Your objective | Exactly as written, write out the lines below from the first to the one containing "[ ] one point per instance of the khaki", inclusive. Pictures do not belong in the copy.
══ Data for review ══
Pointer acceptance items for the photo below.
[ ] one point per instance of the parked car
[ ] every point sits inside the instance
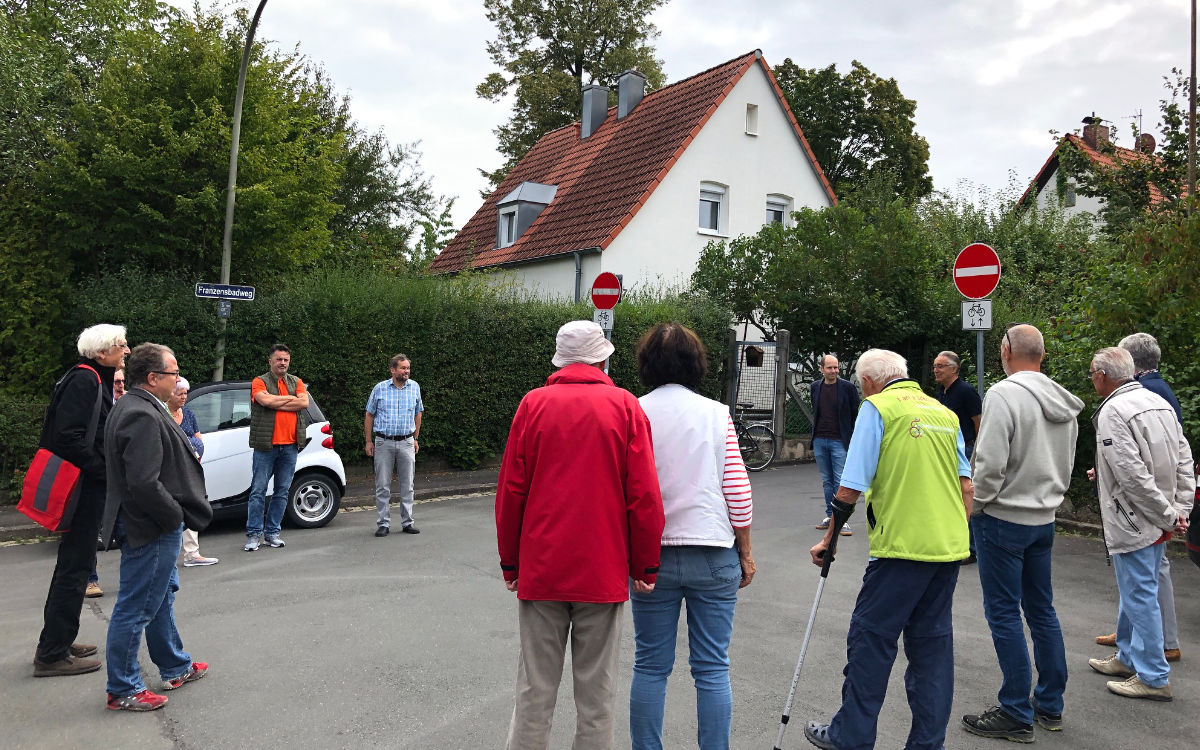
(222, 412)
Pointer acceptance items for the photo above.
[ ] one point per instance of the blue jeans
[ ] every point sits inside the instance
(1014, 574)
(1140, 618)
(281, 463)
(145, 601)
(831, 457)
(898, 597)
(707, 579)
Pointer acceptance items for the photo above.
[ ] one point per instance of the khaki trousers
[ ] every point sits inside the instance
(595, 637)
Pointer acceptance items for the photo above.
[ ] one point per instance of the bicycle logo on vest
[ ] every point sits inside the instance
(915, 429)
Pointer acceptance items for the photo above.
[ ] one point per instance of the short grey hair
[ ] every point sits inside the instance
(951, 355)
(1144, 349)
(1115, 361)
(99, 339)
(881, 366)
(1025, 342)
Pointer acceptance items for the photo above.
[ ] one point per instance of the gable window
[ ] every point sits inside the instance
(713, 208)
(779, 210)
(507, 232)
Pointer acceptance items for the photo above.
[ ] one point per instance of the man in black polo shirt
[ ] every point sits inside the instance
(959, 397)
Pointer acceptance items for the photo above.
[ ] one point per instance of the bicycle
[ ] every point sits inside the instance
(756, 442)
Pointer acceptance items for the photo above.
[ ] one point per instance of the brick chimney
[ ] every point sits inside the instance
(1096, 133)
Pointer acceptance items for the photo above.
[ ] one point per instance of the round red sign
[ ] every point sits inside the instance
(977, 271)
(605, 291)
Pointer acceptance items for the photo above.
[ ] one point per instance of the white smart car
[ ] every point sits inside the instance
(222, 412)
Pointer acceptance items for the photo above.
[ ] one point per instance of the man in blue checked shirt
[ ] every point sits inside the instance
(391, 426)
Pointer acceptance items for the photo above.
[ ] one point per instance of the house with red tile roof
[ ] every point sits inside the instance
(640, 189)
(1095, 144)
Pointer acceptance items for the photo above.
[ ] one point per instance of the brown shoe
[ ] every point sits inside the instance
(64, 667)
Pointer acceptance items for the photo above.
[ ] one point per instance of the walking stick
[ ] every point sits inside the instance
(840, 515)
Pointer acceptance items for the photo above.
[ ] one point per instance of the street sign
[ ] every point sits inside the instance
(605, 291)
(603, 318)
(977, 271)
(977, 316)
(225, 292)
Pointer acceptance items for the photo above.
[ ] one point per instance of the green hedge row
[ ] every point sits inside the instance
(475, 349)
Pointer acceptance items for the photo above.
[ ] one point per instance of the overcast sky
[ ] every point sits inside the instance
(990, 79)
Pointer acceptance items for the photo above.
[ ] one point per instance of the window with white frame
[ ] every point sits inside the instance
(779, 209)
(507, 233)
(713, 208)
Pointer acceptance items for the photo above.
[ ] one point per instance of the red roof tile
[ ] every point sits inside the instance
(604, 180)
(1105, 160)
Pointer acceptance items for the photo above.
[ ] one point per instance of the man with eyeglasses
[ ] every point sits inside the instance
(955, 395)
(279, 423)
(155, 489)
(1023, 461)
(1146, 490)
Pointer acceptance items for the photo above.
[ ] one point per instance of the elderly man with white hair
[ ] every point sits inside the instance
(579, 514)
(907, 454)
(75, 431)
(1146, 486)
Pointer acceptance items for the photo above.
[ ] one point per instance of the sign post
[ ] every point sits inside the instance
(605, 294)
(976, 276)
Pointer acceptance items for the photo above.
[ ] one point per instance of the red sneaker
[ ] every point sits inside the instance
(138, 701)
(195, 672)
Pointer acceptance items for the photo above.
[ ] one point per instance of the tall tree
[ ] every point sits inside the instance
(547, 49)
(858, 125)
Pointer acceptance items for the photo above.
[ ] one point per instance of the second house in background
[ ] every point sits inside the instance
(391, 427)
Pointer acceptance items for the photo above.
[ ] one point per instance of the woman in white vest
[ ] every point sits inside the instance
(706, 543)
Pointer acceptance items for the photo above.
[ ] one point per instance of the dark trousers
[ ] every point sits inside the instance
(910, 598)
(77, 558)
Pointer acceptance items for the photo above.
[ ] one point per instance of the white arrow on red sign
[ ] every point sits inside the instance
(977, 271)
(605, 291)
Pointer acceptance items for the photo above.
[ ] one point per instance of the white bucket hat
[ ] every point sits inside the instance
(581, 342)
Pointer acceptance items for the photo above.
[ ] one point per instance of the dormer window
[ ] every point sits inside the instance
(519, 209)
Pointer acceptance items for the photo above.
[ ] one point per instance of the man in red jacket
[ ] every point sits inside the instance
(577, 514)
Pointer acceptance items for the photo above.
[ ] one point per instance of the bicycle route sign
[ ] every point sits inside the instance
(977, 271)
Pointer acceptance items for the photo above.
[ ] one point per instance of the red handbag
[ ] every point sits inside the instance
(52, 484)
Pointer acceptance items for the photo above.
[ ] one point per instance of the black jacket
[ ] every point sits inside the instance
(70, 413)
(155, 480)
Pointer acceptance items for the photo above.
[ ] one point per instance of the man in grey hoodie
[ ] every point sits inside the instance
(1021, 468)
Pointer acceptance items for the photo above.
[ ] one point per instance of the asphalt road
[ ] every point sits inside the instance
(342, 640)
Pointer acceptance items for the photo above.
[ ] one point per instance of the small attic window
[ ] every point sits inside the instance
(519, 209)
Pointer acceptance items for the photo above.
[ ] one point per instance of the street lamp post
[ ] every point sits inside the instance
(227, 238)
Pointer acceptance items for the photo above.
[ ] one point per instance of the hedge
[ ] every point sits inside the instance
(475, 349)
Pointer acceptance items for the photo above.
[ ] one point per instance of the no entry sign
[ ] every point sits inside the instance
(605, 291)
(977, 271)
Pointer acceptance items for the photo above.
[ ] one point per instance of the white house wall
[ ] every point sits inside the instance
(1084, 204)
(660, 247)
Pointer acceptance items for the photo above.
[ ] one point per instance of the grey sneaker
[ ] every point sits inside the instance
(1111, 666)
(1134, 688)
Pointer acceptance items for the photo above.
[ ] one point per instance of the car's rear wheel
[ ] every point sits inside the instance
(313, 501)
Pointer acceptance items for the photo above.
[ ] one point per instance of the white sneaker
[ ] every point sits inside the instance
(198, 561)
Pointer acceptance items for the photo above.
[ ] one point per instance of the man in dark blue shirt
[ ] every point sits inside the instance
(959, 397)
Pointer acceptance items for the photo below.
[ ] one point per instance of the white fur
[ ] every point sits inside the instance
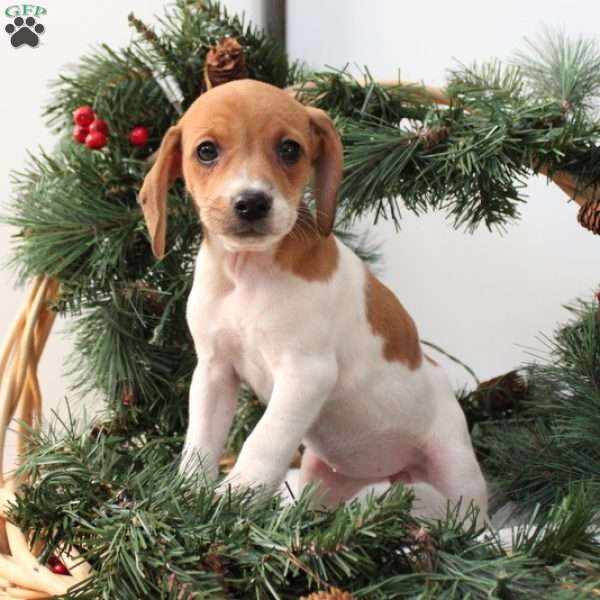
(308, 351)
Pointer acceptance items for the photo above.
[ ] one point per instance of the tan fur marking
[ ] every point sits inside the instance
(306, 253)
(389, 319)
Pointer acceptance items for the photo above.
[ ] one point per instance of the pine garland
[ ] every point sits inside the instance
(110, 489)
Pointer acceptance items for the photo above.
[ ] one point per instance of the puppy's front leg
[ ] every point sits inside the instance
(301, 387)
(213, 400)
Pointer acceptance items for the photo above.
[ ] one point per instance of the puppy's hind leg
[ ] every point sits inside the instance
(334, 488)
(451, 467)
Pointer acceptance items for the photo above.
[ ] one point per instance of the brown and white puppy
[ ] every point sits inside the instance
(280, 303)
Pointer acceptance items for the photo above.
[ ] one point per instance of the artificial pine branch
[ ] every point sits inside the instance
(110, 491)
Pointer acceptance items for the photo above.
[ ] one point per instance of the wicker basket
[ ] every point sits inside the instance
(22, 575)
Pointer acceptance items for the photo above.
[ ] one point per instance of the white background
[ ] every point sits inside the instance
(483, 297)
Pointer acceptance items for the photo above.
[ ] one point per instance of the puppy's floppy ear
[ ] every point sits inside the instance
(328, 162)
(153, 195)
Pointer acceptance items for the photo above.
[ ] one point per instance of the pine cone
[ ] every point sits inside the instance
(332, 594)
(589, 216)
(225, 62)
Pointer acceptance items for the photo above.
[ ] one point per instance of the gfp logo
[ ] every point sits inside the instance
(24, 28)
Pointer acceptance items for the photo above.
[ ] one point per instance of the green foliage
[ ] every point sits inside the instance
(551, 442)
(112, 491)
(149, 534)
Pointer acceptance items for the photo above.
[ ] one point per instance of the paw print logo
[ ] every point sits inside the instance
(24, 31)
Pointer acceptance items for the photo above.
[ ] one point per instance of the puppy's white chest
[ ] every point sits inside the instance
(235, 326)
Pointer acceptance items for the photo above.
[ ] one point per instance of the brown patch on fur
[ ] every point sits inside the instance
(389, 320)
(306, 253)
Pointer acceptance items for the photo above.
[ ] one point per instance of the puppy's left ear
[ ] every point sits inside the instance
(153, 195)
(328, 163)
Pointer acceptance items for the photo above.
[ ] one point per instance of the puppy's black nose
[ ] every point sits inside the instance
(252, 205)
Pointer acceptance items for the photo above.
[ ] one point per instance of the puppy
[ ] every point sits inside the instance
(279, 303)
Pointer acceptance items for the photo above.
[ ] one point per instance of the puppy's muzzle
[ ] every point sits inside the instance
(252, 205)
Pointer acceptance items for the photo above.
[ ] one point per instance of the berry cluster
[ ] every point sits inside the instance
(93, 131)
(89, 129)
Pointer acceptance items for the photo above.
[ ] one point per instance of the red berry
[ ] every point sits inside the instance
(83, 116)
(95, 140)
(139, 136)
(80, 133)
(99, 125)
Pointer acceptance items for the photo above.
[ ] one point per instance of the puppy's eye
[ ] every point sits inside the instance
(207, 152)
(289, 151)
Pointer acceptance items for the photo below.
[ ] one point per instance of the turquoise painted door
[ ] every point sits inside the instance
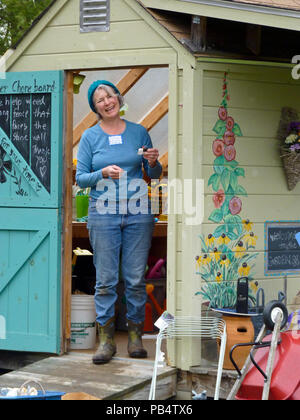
(30, 211)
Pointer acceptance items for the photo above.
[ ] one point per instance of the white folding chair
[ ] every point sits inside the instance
(205, 327)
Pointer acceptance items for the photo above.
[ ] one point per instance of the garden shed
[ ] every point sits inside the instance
(228, 72)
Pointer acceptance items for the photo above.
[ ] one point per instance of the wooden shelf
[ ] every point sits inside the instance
(80, 229)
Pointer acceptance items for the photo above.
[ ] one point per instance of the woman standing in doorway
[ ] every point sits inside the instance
(110, 159)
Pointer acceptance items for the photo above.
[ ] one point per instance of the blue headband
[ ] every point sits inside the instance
(94, 86)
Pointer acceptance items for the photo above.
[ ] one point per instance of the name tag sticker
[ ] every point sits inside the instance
(115, 140)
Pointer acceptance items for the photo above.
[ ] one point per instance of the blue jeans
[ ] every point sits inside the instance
(113, 236)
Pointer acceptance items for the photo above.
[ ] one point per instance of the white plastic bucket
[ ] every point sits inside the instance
(83, 322)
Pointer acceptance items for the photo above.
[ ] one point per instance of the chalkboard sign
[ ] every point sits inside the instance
(282, 254)
(26, 120)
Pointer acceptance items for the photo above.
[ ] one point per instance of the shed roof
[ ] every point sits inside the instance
(282, 4)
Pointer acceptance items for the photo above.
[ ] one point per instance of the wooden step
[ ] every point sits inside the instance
(120, 379)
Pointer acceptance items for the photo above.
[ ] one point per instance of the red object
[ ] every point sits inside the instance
(285, 384)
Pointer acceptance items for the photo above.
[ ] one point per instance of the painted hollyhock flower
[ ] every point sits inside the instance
(223, 113)
(235, 205)
(218, 147)
(230, 123)
(219, 198)
(229, 138)
(229, 153)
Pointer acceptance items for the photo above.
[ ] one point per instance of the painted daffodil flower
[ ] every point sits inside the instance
(250, 239)
(239, 250)
(198, 262)
(244, 270)
(247, 225)
(225, 261)
(206, 259)
(217, 254)
(219, 277)
(209, 240)
(223, 239)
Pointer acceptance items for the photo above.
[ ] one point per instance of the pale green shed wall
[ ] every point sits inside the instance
(257, 95)
(60, 45)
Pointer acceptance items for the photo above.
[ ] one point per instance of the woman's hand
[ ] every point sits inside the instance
(112, 171)
(151, 155)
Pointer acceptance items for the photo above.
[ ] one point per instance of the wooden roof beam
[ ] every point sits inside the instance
(124, 85)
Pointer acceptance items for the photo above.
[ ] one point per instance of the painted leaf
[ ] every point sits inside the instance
(219, 231)
(220, 127)
(225, 179)
(231, 164)
(241, 191)
(237, 130)
(216, 216)
(214, 180)
(219, 165)
(240, 172)
(233, 180)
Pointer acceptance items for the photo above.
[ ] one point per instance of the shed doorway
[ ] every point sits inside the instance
(146, 92)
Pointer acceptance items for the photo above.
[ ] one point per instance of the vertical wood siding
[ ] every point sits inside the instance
(256, 99)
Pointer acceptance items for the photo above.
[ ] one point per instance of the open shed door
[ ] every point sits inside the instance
(30, 211)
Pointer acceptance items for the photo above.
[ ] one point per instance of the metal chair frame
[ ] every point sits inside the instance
(186, 326)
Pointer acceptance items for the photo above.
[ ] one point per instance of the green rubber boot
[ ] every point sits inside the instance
(135, 345)
(107, 347)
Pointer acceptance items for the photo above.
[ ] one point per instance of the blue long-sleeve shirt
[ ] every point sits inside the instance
(98, 149)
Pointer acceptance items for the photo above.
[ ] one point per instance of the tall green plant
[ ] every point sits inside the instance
(227, 251)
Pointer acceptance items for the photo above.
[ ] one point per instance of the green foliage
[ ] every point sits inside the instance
(16, 16)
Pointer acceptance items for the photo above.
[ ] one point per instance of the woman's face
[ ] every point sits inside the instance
(106, 104)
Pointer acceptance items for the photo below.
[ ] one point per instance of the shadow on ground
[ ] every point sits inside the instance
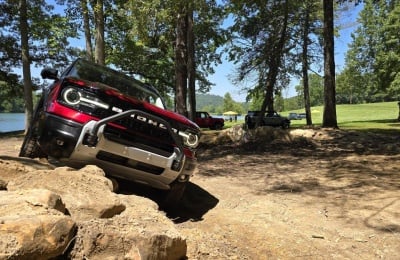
(196, 201)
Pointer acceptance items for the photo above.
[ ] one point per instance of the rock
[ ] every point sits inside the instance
(32, 225)
(86, 193)
(62, 212)
(127, 237)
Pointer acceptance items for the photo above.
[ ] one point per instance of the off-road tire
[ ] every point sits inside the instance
(174, 195)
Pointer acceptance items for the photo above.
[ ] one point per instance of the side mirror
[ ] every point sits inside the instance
(49, 73)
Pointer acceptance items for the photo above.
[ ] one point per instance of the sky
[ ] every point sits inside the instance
(224, 71)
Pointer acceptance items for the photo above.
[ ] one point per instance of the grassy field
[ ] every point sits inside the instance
(360, 116)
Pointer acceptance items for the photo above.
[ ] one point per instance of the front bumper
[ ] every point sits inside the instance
(93, 146)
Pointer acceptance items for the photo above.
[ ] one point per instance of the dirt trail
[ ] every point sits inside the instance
(326, 195)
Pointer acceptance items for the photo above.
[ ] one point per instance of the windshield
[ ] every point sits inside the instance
(82, 69)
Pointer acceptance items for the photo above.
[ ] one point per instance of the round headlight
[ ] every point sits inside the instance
(71, 96)
(191, 140)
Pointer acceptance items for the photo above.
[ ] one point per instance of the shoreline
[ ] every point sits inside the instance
(12, 133)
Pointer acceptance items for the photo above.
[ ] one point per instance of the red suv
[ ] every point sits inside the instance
(92, 114)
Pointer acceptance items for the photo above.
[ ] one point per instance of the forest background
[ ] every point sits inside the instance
(141, 39)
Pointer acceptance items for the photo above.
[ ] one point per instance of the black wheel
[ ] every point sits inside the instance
(174, 195)
(30, 147)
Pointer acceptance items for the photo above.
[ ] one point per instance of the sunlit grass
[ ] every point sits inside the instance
(360, 116)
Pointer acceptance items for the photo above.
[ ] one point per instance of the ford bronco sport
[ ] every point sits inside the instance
(92, 114)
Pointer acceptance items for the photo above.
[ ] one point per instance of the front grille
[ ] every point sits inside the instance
(139, 132)
(120, 160)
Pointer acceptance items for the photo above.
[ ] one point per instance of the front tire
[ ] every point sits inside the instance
(174, 195)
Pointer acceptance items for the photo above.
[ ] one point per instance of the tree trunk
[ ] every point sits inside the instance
(329, 115)
(274, 65)
(180, 64)
(26, 69)
(86, 26)
(305, 65)
(191, 67)
(99, 23)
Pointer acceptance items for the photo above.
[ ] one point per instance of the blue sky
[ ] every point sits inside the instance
(224, 71)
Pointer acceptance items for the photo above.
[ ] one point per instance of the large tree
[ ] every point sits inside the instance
(261, 46)
(37, 34)
(329, 115)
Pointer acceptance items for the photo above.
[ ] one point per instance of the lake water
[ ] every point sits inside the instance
(10, 122)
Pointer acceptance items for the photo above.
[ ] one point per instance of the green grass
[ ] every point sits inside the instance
(360, 116)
═══
Task result |
Pointer acceptance items for the photo below.
[ ] one point per instance of the parked car
[ ] every point sits inside the instance
(222, 412)
Pointer acceptance items for the photo above.
[ ] one point per instance of the blue jeans
[ ] every point sits inside the instance
(1014, 574)
(1140, 618)
(281, 463)
(145, 601)
(831, 457)
(898, 597)
(707, 579)
Pointer acceptance items for the photo above.
[ ] one point per instance of the khaki trousers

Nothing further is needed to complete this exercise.